◆ Text section ◆
________________
The San Junipero Serra Spanish Institute, the FSSP’s Spanish immersion program for priests and seminarians, welcomed six seminarians in Guadalajara, Mexico, this summer. The seminarians spent six weeks learning the Spanish language, history, and culture of Mexico, as well as assisting the choir at Our Lady of the Pillar parish.
Several parish families hosted the seminarians for dinner, allowing them to practice their Spanish while also enjoying the excellent food and hospitality that Mexicans provide. The seminarians took part in different apostolates, including visits to an orphanage, a homeless shelter, a refuge for teenage mothers, and a hospital, as well as a trip to Mexico City to see the Tilma of Our Lady of Guadalupe. They also visited Lake Chapala, Mexico’s largest lake, and Tequila, one of Jalisco’s “Magic Towns.”
________________
Image point grounding items
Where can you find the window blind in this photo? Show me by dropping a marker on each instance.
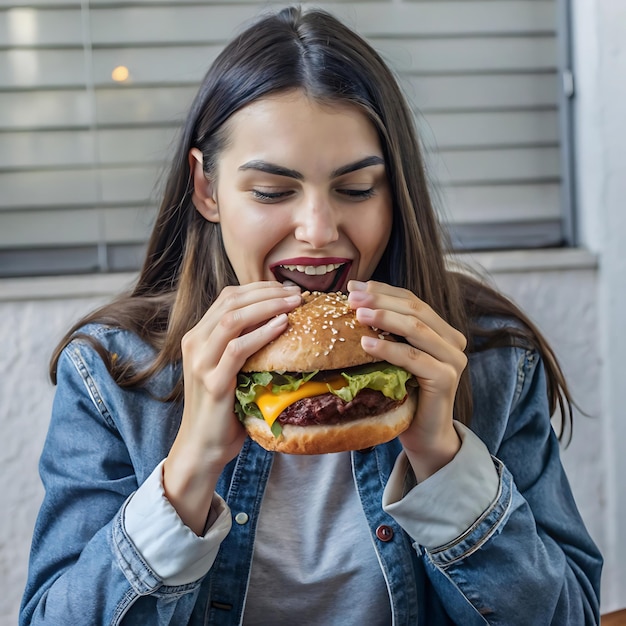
(82, 156)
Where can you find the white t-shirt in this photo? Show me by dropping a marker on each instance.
(314, 559)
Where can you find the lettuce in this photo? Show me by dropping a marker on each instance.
(251, 384)
(390, 380)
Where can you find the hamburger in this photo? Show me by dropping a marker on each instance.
(314, 390)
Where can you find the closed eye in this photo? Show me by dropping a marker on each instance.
(269, 196)
(357, 194)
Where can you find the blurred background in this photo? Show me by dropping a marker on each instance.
(520, 107)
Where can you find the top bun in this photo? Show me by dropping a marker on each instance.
(323, 334)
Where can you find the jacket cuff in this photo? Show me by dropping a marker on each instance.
(444, 506)
(170, 548)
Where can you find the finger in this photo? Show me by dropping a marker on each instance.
(213, 339)
(382, 296)
(432, 373)
(232, 299)
(240, 348)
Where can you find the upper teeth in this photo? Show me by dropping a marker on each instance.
(313, 270)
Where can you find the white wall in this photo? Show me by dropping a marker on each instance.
(558, 290)
(599, 29)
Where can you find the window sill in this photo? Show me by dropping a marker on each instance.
(107, 285)
(541, 260)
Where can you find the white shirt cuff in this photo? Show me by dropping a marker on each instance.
(173, 551)
(442, 507)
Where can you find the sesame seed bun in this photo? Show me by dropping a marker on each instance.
(322, 334)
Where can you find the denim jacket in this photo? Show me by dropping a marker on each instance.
(527, 559)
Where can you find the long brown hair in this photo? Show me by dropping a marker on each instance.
(186, 266)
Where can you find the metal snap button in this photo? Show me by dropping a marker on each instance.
(242, 518)
(384, 532)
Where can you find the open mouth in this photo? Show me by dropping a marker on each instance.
(329, 275)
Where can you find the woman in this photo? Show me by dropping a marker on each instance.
(298, 168)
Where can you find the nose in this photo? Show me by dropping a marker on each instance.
(317, 223)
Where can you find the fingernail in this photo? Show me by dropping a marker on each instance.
(369, 342)
(364, 315)
(357, 285)
(279, 320)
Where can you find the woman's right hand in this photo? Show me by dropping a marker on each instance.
(241, 321)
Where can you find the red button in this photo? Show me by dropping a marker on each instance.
(384, 532)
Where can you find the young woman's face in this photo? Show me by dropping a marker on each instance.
(301, 193)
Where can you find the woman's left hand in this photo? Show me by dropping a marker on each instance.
(434, 354)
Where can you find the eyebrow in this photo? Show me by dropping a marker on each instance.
(279, 170)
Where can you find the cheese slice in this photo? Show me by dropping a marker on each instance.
(272, 405)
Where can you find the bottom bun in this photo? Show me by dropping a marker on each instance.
(318, 439)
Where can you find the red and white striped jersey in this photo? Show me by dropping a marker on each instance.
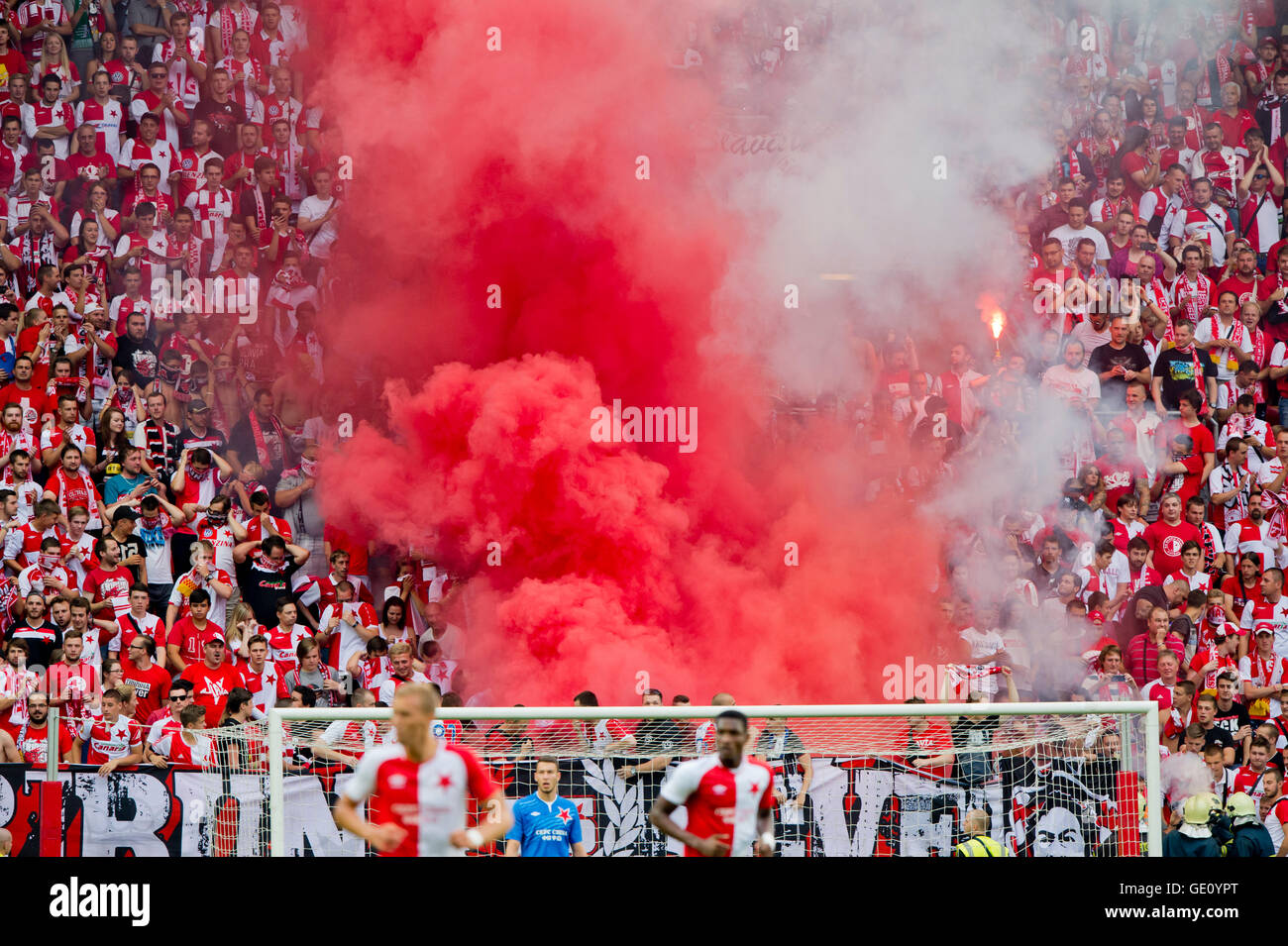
________________
◆ Work task 1 ◆
Answer these questions from the text on the San Junipero Serra Spanish Institute:
(a) How many seminarians did the institute welcome in Guadalajara this summer?
(b) At which parish did the seminarians assist the choir?
(c) What does the text call Mexico's largest lake?
◆ Work task 2 ◆
Please write the next part of the text on the San Junipero Serra Spanish Institute, picking up after its last sentence.

◆ Response box 1 ◆
(a) Six
(b) Our Lady of the Pillar parish
(c) Lake Chapala

◆ Response box 2 ◆
One participant, John Falciano, summed up his experience saying, “The Guadalajara apostolate surpassed my expectations. There is nothing in the US that could compare to the vivacity and fullness of the Mexican culture, which, I will admit, took me some time to acclimate myself to. In just six weeks, I witnessed (and experienced) more suffering, cheer, and emotion than I had in six months back at home.” The seminarians were particularly taken aback by the splendor of the churches in Mexico, notably the gold leaf, stone, and exquisite sculptures on display. One seminarian’s reaction was, “If only America had just one of these churches!”
The seminarians particularly loved the warmth of the people on the street, who were “super warm” and always greeted them when they passed by. The remnants of Catholic culture in Guadalajara also intrigued participants in the Spanish program. One seminarian, Toan Cao, recounted, “I was very impressed by the fact that whenever we were with a priest or were by ourselves, people would try to say ‘hi’ and try to talk to us. They would always try to grab our hands and kiss them; they would always ask for blessings and for prayers and would publicly make the sign of the cross. It was very shocking, and I found it impressive; they weren’t ashamed to do it either.”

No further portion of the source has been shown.